= SET PROBLEM =
Retype each entry below, keeping every character the same.

╭──

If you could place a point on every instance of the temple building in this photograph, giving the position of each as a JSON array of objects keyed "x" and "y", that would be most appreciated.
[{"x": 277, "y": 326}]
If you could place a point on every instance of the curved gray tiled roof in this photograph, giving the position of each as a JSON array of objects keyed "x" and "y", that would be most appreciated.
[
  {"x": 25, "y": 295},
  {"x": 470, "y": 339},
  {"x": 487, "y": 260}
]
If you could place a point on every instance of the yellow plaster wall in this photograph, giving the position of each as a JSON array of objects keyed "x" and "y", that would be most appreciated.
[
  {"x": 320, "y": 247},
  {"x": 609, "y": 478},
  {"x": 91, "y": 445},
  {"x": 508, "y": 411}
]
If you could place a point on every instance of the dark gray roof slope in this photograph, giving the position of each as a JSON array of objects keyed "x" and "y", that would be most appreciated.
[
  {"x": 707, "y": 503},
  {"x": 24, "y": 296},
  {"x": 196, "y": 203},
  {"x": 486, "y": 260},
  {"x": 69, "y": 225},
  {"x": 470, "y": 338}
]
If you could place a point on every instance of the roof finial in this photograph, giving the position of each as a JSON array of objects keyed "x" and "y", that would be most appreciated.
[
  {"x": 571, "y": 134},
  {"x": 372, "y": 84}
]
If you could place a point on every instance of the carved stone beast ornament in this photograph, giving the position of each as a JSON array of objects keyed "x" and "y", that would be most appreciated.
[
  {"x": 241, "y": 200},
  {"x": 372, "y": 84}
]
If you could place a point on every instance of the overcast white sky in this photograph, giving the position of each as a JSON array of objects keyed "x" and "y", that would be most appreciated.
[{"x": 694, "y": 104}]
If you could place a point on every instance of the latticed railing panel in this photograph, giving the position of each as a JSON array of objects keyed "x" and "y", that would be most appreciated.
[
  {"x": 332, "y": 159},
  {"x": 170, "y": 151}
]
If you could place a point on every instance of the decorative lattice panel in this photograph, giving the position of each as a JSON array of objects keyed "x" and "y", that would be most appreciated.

╰──

= ANSWER IN FULL =
If you could place a point on every instance of the temple building in this photograph, giving the position of each as a JSON array of objects keyed "x" and "y", that would be most appreciated.
[{"x": 277, "y": 326}]
If you could place a point on every instance of the curved gray tiled roof in this photograph, giving the position of each as a JSON array of objects keyed "x" and "y", that would be most appreciated.
[
  {"x": 25, "y": 295},
  {"x": 470, "y": 339},
  {"x": 487, "y": 260}
]
If you could place a point on every instance of the yellow plaster wall in this photograph, giving the position of each as a JSON array of objects keyed "x" and "y", that would be most appreciated.
[
  {"x": 320, "y": 247},
  {"x": 609, "y": 478},
  {"x": 91, "y": 445},
  {"x": 508, "y": 411}
]
If you could place a point on every instance of the dark gray roof slope in this photograph, giving the position of each as a JSON array of objects keyed "x" and "y", that would be most appreciated.
[
  {"x": 707, "y": 503},
  {"x": 24, "y": 296},
  {"x": 196, "y": 203},
  {"x": 486, "y": 260},
  {"x": 69, "y": 225},
  {"x": 470, "y": 338}
]
If you could place a point on every instance of the roof finial in this photograph, giving the position of each as a JSON array of objects keyed "x" and "y", that would be most appreciated.
[
  {"x": 571, "y": 134},
  {"x": 372, "y": 84}
]
If you could place a point on every instance of the carved stone beast ornament in this photograph, giving the position of each as a JSON array of objects keyed "x" and "y", that would be most appreciated.
[
  {"x": 241, "y": 200},
  {"x": 372, "y": 84}
]
If you could place a point on every instance of the overcast white sky in this photograph, giving the position of each as a JSON array of objects keyed "x" and "y", that would be most appreciated.
[{"x": 694, "y": 104}]
If you could place a point on every instance of the latticed railing panel in this photograph, giving the position of each as a JSON array of objects keyed "x" and "y", that would be most appreciated.
[
  {"x": 332, "y": 159},
  {"x": 170, "y": 151}
]
If you could place a point on every instance of the decorative lattice panel in this photograph, giving the position of each as a JSON array of objects keyed "x" and "y", that would be most appreciated.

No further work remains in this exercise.